Supplied passage START
"There's only one hard and fast rule in running: sometimes you have to run one hard and fast."








Tuesday, November 23, 2010

The next diet fad and where it'll go wrong

http://archinte.ama-assn.org/cgi/content/short/archinternmed.2010.440

The above link is to a rather good study of its type, showing a correlation between serum levels of alpha-carotene and decreased mortality from cancer and heart disease. What this means is not clear, but it will undoubtedly lead to companies selling alpha-carotene supplements (no one's ever lost money selling stuff to people to swallow) and that means we're about a year away from seeing the first cases of toxicity and overdose. It's a yellow-orange compound that gets stored in lipid, so the orange people are coming!

Remember lycopene? Lutein? Resveratrol? Curcumin? All are good for you in small amounts; alpha-carotene's just one more anti-oxidant in the same category.
Supplied passage END
Material provided START
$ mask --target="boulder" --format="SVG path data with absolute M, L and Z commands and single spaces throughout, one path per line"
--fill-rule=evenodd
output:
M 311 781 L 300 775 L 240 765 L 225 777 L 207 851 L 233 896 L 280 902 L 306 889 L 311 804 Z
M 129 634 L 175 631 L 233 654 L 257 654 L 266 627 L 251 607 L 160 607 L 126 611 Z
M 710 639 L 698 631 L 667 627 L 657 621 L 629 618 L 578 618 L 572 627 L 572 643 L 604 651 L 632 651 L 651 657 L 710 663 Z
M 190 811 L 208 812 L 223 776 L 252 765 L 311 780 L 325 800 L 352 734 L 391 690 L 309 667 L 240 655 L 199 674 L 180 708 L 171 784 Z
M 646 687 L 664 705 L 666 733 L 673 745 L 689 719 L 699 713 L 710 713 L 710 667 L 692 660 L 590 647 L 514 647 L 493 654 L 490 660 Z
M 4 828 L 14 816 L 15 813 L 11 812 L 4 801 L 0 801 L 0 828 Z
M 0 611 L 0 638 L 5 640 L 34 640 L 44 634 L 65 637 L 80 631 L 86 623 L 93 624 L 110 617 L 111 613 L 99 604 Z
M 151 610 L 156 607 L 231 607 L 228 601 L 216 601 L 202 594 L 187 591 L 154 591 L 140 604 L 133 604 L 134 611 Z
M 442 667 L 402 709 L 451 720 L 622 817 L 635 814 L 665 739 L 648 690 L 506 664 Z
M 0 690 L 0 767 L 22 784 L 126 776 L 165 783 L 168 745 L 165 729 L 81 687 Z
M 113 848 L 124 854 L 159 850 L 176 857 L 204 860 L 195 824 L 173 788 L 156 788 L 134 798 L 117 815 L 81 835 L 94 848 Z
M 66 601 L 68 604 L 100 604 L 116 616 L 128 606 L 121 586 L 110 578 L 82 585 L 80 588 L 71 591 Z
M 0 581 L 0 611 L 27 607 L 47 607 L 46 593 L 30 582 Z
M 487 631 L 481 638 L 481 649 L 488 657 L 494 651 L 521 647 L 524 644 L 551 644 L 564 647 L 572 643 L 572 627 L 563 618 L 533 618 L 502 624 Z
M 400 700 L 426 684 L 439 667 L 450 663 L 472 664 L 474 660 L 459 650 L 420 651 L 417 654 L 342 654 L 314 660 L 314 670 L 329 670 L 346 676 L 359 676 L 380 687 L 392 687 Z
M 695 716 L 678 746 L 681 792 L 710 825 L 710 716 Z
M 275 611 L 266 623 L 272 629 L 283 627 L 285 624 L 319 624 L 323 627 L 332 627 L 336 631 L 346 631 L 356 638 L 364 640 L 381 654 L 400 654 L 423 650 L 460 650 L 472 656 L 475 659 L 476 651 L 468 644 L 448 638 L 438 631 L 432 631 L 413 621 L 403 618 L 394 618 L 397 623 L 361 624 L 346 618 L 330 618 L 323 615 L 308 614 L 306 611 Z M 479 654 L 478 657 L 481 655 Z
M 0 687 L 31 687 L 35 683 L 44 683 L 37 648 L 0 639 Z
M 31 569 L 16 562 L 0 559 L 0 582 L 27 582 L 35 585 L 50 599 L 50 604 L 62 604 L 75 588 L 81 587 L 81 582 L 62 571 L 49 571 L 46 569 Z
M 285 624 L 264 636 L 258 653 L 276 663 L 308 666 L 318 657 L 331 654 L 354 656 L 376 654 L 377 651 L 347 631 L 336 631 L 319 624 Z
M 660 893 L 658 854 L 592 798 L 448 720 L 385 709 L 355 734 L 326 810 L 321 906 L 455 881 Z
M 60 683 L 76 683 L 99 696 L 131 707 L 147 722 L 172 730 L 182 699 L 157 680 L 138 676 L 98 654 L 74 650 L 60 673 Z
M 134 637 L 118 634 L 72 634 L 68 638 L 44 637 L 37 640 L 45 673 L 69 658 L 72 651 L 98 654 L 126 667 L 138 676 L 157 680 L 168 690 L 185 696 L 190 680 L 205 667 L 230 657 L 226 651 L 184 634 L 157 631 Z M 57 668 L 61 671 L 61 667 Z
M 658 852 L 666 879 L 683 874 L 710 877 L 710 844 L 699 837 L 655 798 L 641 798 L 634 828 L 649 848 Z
Material provided END
◆ **Exercises**:
1. From the alpha-carotene post, extract the passage between "The next diet" and "people are coming!", inclusive.
2. Translate this sentence from the alpha-carotene post into Spanish: "It's a yellow-orange compound that gets stored in lipid, so the orange people are coming!"
3. Decide whether each statement agrees with the alpha-carotene post. Answer yes or no, and quote the words that decide it.
(a) The linked study showed a correlation between serum alpha-carotene levels and decreased mortality from cancer and heart disease.
(b) The post states that the meaning of the finding is clear.
(c) The post predicts the first cases of toxicity and overdose about five years from now.

◆ **Responses for each task**:
1.
The next diet fad and where it'll go wrong

http://archinte.ama-assn.org/cgi/content/short/archinternmed.2010.440

The above link is to a rather good study of its type, showing a correlation between serum levels of alpha-carotene and decreased mortality from cancer and heart disease. What this means is not clear, but it will undoubtedly lead to companies selling alpha-carotene supplements (no one's ever lost money selling stuff to people to swallow) and that means we're about a year away from seeing the first cases of toxicity and overdose. It's a yellow-orange compound that gets stored in lipid, so the orange people are coming!

2. Es un compuesto amarillo anaranjado que se almacena en los lípidos, ¡así que ya vienen las personas anaranjadas!

3.
(a) Yes: "showing a correlation between serum levels of alpha-carotene and decreased mortality from cancer and heart disease"
(b) No: "What this means is not clear"
(c) No: "we're about a year away from seeing the first cases of toxicity and overdose"